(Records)
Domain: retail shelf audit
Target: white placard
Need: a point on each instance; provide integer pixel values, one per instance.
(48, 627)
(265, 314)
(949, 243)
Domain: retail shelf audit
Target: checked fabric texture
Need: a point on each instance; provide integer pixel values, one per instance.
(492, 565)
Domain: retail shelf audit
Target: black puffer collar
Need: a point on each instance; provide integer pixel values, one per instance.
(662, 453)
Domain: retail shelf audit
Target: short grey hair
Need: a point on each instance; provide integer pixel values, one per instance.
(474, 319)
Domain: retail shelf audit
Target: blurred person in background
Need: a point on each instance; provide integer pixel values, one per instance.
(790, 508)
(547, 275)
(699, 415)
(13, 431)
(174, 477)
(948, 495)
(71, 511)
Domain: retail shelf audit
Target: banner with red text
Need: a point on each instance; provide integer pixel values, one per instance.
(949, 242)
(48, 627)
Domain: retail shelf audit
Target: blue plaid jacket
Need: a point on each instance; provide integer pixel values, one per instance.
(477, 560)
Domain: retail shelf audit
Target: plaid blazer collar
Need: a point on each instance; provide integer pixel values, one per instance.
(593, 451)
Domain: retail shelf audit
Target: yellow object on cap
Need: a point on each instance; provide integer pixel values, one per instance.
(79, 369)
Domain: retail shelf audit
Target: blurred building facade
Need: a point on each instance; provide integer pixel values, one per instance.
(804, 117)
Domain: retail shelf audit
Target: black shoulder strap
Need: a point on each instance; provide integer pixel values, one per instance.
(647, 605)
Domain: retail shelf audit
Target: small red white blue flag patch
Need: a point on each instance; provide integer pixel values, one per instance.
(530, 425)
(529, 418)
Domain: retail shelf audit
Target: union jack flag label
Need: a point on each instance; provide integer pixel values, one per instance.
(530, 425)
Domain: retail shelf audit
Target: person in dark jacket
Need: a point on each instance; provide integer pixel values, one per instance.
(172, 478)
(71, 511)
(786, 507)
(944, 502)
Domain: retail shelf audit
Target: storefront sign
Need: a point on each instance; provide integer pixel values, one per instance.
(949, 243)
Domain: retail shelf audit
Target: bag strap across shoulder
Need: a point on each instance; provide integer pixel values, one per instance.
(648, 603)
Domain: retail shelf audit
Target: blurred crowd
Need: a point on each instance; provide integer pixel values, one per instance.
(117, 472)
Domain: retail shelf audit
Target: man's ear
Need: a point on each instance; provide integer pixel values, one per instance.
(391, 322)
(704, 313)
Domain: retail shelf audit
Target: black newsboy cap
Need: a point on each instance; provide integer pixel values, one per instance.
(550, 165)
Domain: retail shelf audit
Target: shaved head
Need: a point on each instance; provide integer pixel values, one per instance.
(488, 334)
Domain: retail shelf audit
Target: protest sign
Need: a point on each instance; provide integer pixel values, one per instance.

Goal: From the records above, extract every line exactly as it stands.

Written solution:
Domain: retail shelf audit
Target: white placard
Need: a point on each instance; provide integer pixel values, one per instance.
(48, 627)
(265, 314)
(949, 243)
Domain: retail shelf audit
Target: checked fabric texture
Need: a point on each instance; provide integer pixel values, one per instance.
(492, 565)
Domain: retail shelf audit
Target: black puffer collar
Need: a point on each instance; provide integer pixel values, one per instance.
(662, 453)
Domain: retail shelf audit
Target: short grey hair
Need: a point on each instance; provide integer pixel values, one per instance.
(474, 319)
Domain: retail shelf audit
Target: blurred person in background
Need: a point on each instance; provide integer pixel values, one per instance.
(790, 508)
(547, 275)
(699, 415)
(13, 431)
(174, 477)
(948, 495)
(71, 511)
Domain: retail shelf audit
Target: banner with red text
Need: a point on each instance; provide integer pixel values, one per instance.
(949, 242)
(48, 627)
Domain: retail shelf audit
Target: blue plaid jacket
Need: a point on each instance; provide integer pixel values, one per instance.
(477, 560)
Domain: retail shelf audit
Target: plaid blazer collar
Need: a point on each instance; provide integer pixel values, one per instance.
(593, 451)
Domain: retail shelf audit
Target: yellow object on cap
Need: a point on each instance; provide integer pixel values, one per instance.
(79, 369)
Domain: retail shelf audit
Target: blurred building facade
Need: a point on each instance; provide integer pixel values, one per instance.
(804, 117)
Domain: retail shelf audit
Target: black shoulder strap
Need: a point on each instance; provide integer pixel values, one per instance.
(647, 605)
Domain: retail shelf audit
Target: small red white blue flag patch
Need: a point on each instance; provide integer pixel values, one per instance.
(530, 425)
(529, 418)
Domain: retail shelf audit
Target: union jack flag label
Need: a point on each instance; provide integer pixel values, one per instance.
(530, 425)
Domain: retail shelf audit
Target: person in dark jacket
Need: a point on each instance; provide integer pixel values, one per instance.
(172, 478)
(71, 511)
(786, 507)
(944, 502)
Domain: retail shelf audit
Target: storefront sign
Need: a point on each instance; provide integer pixel values, one per instance.
(949, 243)
Domain: retail shelf audit
Target: bag strap across shoulder
Need: a point on each instance; provide integer pixel values, one per instance.
(648, 603)
Domain: retail shelf audit
Target: blurred crowd
Need: a point on each instance; provide integer pixel values, one per instance.
(117, 472)
Domain: retail shelf audit
Target: man's ear
Need: a point on each instance; provide integer pixel values, one per instance.
(391, 322)
(704, 313)
Domain: retail shelf audit
Target: black newsboy cap
Need: a point on each instance; provide integer pixel values, one per instance.
(550, 165)
Domain: retail shelf audit
Target: shaved head
Need: a point on each instance; provide integer pixel values, one per instance.
(488, 334)
Domain: retail shelf audit
Target: protest sign
Need: a point on each instance; provide integer pixel values, one per instance.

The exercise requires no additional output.